■ Extrait à lire ■
<<<<

La crise de la covid19 est un révélateur symptomatique de
premier ordre sur les comportements humains, non pas seulement dans ce qu’elle
pourrait enseigner de nouveau ou de cacher mais également dans ce qu’elle
confirme un certain nombre de réflexions sur l’évolution des rapports sociaux
et des comportements individuels ainsi que de grandes tendances les concernant
dans les démocraties républicaines.
Un des fondements de l’existence pérenne de ces dernières
est l’émergence, par la formation et l’information, d’un individu responsable,
c'est-à-dire d’un citoyen capable de savoir et comprendre où est son intérêt mais
aussi, de manière tout aussi prégnante, de savoir et comprendre où est sa
responsabilité dans le collectif où il vit, en un mot être un citoyen, celui
qui est capable, dans le cadre du lien social, d’utiliser au mieux ses droits
et de respecter du mieux ses devoirs.

>>>>

■ Série d'exercices ■
- 1) D'après l'extrait, quel est l'un des fondements de l'existence pérenne des démocraties républicaines ?
- 2) Recopiez le passage de l'extrait qui s'ouvre sur les mots « La crise de » et se termine par « les démocraties républicaines. ».

■ Les données ■
<<<<

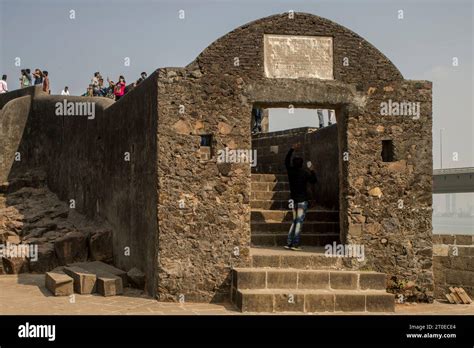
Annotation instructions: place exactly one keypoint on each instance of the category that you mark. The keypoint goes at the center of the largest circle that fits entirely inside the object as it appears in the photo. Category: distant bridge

>>>>

■ Réponses numérotées ■
- 1) L'émergence, par la formation et l'information, d'un individu responsable.

- 2)
La crise de la covid19 est un révélateur symptomatique de
premier ordre sur les comportements humains, non pas seulement dans ce qu’elle
pourrait enseigner de nouveau ou de cacher mais également dans ce qu’elle
confirme un certain nombre de réflexions sur l’évolution des rapports sociaux
et des comportements individuels ainsi que de grandes tendances les concernant
dans les démocraties républicaines.